Raw records
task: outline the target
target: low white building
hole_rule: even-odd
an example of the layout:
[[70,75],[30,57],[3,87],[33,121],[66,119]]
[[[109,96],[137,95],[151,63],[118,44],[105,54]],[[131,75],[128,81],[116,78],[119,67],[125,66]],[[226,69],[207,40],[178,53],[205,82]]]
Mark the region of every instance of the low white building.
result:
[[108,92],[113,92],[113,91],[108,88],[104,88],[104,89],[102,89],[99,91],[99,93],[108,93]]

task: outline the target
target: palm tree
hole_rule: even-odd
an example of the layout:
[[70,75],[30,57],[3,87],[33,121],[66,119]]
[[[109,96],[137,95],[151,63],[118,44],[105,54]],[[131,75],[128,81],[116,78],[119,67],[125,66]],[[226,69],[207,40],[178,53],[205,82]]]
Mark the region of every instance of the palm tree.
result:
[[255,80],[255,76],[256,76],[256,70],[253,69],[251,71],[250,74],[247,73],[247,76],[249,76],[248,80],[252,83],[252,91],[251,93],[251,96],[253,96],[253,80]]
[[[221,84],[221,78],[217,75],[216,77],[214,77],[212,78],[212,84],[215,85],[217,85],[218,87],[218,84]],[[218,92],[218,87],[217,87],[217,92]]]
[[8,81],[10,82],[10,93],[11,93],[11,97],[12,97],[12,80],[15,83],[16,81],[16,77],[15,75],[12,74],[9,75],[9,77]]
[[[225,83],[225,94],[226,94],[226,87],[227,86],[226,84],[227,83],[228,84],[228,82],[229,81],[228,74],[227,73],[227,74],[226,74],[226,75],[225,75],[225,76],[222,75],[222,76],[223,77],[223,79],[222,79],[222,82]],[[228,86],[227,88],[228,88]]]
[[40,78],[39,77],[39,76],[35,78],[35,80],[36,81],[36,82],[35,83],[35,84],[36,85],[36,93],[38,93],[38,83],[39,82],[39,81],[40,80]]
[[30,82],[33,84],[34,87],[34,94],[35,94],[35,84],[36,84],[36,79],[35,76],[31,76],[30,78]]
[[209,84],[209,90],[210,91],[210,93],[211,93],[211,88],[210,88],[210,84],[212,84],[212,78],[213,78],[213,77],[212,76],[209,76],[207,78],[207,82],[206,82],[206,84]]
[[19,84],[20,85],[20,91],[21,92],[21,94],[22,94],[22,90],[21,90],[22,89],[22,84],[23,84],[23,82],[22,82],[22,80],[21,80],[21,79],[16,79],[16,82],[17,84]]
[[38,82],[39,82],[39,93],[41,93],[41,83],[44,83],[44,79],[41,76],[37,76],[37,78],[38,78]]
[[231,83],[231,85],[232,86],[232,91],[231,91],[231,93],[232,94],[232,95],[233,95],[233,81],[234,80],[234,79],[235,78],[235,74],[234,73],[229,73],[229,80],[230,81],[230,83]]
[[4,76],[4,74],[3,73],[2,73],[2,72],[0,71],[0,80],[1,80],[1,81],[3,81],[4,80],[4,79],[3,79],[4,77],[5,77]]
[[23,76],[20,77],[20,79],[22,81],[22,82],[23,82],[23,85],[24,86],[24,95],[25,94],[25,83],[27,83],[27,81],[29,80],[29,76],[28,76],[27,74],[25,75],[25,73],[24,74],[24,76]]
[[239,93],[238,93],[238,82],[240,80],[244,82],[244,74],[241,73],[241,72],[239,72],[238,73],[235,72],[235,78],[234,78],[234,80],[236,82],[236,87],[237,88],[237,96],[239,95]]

▶ **TO BE DONE**: State how many lines of the records above contain the word "white". Give only the number.

▶ **SOLUTION FOR THIS TASK**: 2